[Excerpt to read]:

+ + + +

Yeah, that's possible because the dirty threshold is merely 1MB, and
one inode could be cleaned totally (in the meanwhile the dd is throttled)
and then made dirty again.

> This behavior can happen for a long time (I
> think I introduced it by 7624ee72aa09334af072853457a5d46d9901c3f8) and is a
> result of how we do livelock avoidance using older_than_this (or wb_start
> previously).

I'd say that commit itself is towards the right direction.
Unfortunately the writeback logic is a bit more twisted than our vision..

> Just when you don't have long-running work that cannot
> progress, it will be mostly hidden (only might be observable as a small
> inefficiency of background writeback).

Yes.

> > > Apparently XFS is stubborn and refuses to write the inode although we try
> > > rather hard. That is probably because dd writing to this inode is stuck in
> > > balance_dirty_pages() and holds ilock - which is a bit unfortunate behavior
> > > but what can we do...
> >
> > Yeah, and there may well be other known or unknown long lived blocking
> > cases. What we can do in VFS is to be not so picky on these conditions...
>   True.
> 
> > To be frank I still like the requeue_io_wait() approach. It can
> > trivially replace _all_ redity_tail() calls and hence avoid touching
> > inode->dirtied_when -- keeping that time stamp sane is the one thing I
> > would really like to do.
>   As I pointed out above, it's not only about redirty_tail() so I belive we
> should solve this problem regardless whether we use requeue_io_wait() or

Good point. Yeah we need to make the background work accept newly
dirtied indoes. This could make the flusher less concentrated on the
elder pages, but there seems no obvious right solution...

> other busyloop prevention - do you agree with the attached patch? If yes,
> add it to your patch queue for the next merge window please.

OK, I'll think about it.

>   BTW: I think you cannot avoid _all_ redirty_tail() calls - in situation
> where inode was really redirtied you need to really redirty_tail() it. But
> I agree you can remove all redirty_tail() calls which are there because we
> failed to make any progress with the inode.

That's right. We only convert redirty_tail(possibly blocked inode) to
requeue_io_wait(). Well, in general. In the case of failed
grab_super_passive(), it's not even the current inode being blocked,
but _something_ get blocked.  But we still have to requeue_io_wait()
it to avoid busy retrying.

In the below case,

               if (inode->i_sb != sb) {
                        if (work->sb) {
                                /*
                                 * We only want to write back data for this
                                 * superblock, move all inodes not belonging
                                 * to it back onto the dirty list.

+ + + +

[Segmentation annotation records]
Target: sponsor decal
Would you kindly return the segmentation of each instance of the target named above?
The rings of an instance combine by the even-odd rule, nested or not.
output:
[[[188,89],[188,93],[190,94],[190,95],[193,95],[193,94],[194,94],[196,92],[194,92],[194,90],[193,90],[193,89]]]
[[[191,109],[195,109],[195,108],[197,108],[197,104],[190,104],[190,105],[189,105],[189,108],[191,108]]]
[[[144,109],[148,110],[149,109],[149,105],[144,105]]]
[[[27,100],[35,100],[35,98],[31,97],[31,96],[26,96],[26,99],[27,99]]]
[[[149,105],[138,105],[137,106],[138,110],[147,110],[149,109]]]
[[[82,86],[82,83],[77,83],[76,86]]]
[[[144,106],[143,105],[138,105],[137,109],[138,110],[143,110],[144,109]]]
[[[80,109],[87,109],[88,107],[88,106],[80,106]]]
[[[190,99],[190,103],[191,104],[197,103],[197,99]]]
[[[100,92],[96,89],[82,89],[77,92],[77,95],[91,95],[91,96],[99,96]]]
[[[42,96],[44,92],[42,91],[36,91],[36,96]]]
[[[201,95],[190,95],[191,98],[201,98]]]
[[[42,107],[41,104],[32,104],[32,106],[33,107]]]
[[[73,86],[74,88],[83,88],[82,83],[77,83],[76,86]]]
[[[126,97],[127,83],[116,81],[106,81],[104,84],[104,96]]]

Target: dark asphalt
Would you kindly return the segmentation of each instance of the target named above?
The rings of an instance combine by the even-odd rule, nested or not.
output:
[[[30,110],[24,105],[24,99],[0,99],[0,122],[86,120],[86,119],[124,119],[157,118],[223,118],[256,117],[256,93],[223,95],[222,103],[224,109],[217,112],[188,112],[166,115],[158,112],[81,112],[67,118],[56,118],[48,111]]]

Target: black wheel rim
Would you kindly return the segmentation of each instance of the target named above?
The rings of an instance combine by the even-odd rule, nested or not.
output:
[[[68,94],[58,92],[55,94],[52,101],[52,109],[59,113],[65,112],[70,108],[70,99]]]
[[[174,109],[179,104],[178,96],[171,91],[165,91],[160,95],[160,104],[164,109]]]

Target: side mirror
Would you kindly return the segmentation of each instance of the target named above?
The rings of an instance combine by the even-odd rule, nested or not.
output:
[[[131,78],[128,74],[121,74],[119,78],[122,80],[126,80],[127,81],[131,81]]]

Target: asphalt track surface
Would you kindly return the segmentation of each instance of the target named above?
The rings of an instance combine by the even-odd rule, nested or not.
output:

+ + + +

[Problem description]: In the writeback discussion, what call replaces redirty_tail() when an inode is possibly blocked?

[Correct output]: requeue_io_wait()